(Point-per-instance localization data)
- Opening Delimiter -
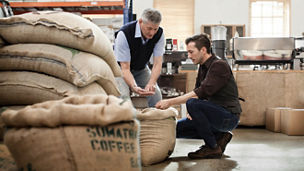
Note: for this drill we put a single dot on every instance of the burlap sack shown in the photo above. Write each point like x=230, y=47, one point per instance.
x=76, y=67
x=61, y=28
x=157, y=134
x=2, y=125
x=76, y=133
x=70, y=148
x=26, y=88
x=267, y=89
x=7, y=162
x=75, y=110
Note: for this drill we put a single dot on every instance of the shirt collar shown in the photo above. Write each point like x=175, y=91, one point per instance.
x=209, y=61
x=137, y=30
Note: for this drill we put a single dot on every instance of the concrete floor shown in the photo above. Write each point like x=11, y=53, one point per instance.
x=250, y=149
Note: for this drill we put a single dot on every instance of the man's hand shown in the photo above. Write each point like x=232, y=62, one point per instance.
x=163, y=104
x=150, y=87
x=141, y=91
x=188, y=116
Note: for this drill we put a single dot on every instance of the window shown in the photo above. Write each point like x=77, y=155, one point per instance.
x=178, y=18
x=269, y=18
- Closing Delimiter -
### WORK INSTRUCTIONS
Lines from the one containing "y=62, one point per instance." to the end of the data are to be printed exactly, including the first and last.

### OUTPUT OF THE EXERCISE
Note: for this drill we put a single dot on every instance of the man's hand shown in the photo above. Write each point like x=232, y=62, one point per instance.
x=163, y=104
x=150, y=87
x=141, y=91
x=188, y=116
Note: for this drill we put a single dot on every instance of the window shown in the photo above. Write each point like x=77, y=155, one point per instance.
x=178, y=18
x=269, y=18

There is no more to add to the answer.